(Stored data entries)
——————————
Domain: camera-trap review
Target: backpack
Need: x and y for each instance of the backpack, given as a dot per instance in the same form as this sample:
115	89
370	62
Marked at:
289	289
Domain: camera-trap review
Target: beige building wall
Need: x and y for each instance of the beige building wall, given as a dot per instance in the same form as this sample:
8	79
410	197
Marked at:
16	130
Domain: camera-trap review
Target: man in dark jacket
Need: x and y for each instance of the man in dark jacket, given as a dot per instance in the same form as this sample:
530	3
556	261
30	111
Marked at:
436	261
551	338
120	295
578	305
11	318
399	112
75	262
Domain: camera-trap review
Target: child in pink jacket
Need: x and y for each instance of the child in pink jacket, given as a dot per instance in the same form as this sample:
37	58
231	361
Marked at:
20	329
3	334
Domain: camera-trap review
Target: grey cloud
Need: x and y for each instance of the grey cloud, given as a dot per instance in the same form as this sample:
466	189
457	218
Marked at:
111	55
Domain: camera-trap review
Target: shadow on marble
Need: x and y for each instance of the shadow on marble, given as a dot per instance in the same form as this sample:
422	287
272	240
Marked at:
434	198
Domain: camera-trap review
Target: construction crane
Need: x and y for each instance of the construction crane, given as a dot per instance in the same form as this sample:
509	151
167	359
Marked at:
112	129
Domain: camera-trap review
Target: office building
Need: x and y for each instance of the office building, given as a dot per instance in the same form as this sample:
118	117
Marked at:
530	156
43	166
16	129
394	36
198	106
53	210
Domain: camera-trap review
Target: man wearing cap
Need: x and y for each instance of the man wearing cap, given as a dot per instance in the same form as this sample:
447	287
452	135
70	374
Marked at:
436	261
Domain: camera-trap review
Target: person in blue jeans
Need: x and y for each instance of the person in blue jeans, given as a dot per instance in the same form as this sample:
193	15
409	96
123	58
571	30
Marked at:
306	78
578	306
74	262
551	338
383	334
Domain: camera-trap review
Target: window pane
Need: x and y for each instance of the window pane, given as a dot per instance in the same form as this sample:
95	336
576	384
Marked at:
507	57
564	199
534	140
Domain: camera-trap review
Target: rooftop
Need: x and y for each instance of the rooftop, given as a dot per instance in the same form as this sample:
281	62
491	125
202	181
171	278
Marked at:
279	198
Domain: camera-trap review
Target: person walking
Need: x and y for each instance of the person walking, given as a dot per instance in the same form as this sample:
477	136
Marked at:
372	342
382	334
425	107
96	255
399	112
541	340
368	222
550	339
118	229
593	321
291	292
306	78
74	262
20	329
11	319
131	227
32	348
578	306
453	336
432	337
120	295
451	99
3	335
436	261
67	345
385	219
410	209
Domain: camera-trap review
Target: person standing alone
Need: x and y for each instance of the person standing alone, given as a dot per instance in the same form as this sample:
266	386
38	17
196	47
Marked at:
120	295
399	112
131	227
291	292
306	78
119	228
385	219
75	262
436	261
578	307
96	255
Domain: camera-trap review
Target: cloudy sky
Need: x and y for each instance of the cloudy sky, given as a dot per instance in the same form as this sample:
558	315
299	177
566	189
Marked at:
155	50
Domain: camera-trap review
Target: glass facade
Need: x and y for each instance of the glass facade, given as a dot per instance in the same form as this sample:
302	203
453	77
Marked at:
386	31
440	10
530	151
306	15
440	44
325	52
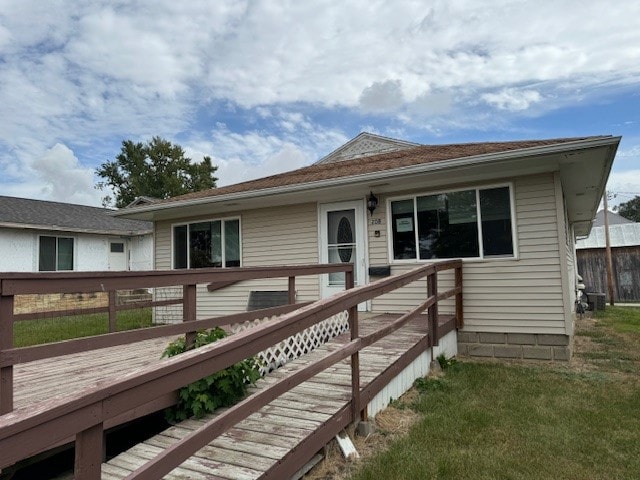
——————————
WHAT THE TASK ASKS: Take every line above where "backpack" appears and copy it.

SOLUTION TO THIS TASK:
Target: backpack
Need: x and y for each instance of the backpack, given as a dot per instance in the same form as this sample:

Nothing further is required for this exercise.